| Material shown |
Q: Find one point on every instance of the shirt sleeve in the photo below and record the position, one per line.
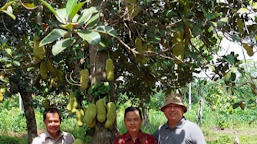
(197, 136)
(116, 140)
(151, 140)
(70, 139)
(156, 134)
(37, 140)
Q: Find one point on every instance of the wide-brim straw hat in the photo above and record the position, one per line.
(174, 98)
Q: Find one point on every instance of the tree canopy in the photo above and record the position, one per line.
(154, 44)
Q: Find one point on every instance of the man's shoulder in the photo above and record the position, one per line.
(39, 139)
(189, 123)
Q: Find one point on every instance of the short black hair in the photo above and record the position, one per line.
(129, 109)
(52, 110)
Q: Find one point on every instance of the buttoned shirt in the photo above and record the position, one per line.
(46, 138)
(142, 138)
(186, 132)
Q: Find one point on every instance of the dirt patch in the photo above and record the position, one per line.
(235, 132)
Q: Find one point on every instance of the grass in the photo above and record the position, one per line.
(217, 128)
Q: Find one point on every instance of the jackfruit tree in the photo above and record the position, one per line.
(95, 50)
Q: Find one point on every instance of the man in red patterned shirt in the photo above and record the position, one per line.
(133, 121)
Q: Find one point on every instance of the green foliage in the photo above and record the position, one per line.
(99, 90)
(12, 140)
(75, 22)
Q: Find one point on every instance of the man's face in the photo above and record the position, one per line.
(133, 121)
(173, 112)
(52, 123)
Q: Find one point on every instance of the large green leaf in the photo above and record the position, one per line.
(75, 10)
(92, 37)
(69, 7)
(62, 16)
(49, 7)
(6, 5)
(62, 45)
(86, 15)
(243, 10)
(10, 14)
(106, 29)
(94, 20)
(52, 36)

| What is expected |
Render the records above as a Markdown table with the columns "No." and "Line": one row per line, numbered in order, skipping blank lines and leaving out the pictures.

| Result below |
| No. | Line |
|---|---|
| 1 | Q: Find one point on every instance of the shirt sleeve in the photo below and record the position, one per line. |
| 2 | (197, 136) |
| 3 | (116, 140) |
| 4 | (151, 140) |
| 5 | (70, 139) |
| 6 | (156, 134) |
| 7 | (37, 140) |
| 8 | Q: Find one point on every instance of the wide-brim straw hat in the photo above and record the position, one per line. |
| 9 | (174, 98) |
| 10 | Q: Find one point on every instance of the tree canopy in the photo above and record the position, one per line. |
| 11 | (154, 44) |
| 12 | Q: Find one point on every instance of the man's shoulder in the photo above and record the position, one per line. |
| 13 | (39, 139) |
| 14 | (189, 123) |
| 15 | Q: Find one point on every instance of the short black hair in the photo above and record the position, one per line. |
| 16 | (129, 109) |
| 17 | (52, 110) |
| 18 | Q: Find one point on every instance of the buttoned shirt in the photo above and record the position, one per line. |
| 19 | (46, 138) |
| 20 | (142, 138) |
| 21 | (186, 132) |
| 22 | Q: Find one point on every instance of the dirt patch in the photo above and record the position, one per line. |
| 23 | (235, 132) |
| 24 | Q: Find one point on every instance of the grass in the photo above and record the position, one per line. |
| 25 | (217, 128) |
| 26 | Q: Find one point on every instance of the jackfruit tree in the photo above and record the position, one per line. |
| 27 | (95, 50) |
| 28 | Q: Find one point on every instance of the man in red patterned shirt in the photo above and record the position, one per line. |
| 29 | (133, 121) |
| 30 | Q: Find one point on every instance of the green foliage in the photo above and record the position, one per line. |
| 31 | (99, 90) |
| 32 | (12, 140) |
| 33 | (75, 22) |
| 34 | Q: Find one point on every instance of the man's face in the photo above and record the position, one per line. |
| 35 | (133, 121) |
| 36 | (173, 112) |
| 37 | (52, 123) |
| 38 | Q: Find one point on every instance of the large green leaf in the photo above and record the position, one per line. |
| 39 | (75, 10) |
| 40 | (92, 37) |
| 41 | (69, 7) |
| 42 | (62, 16) |
| 43 | (49, 7) |
| 44 | (6, 5) |
| 45 | (62, 45) |
| 46 | (86, 15) |
| 47 | (243, 10) |
| 48 | (10, 14) |
| 49 | (106, 29) |
| 50 | (94, 20) |
| 51 | (52, 36) |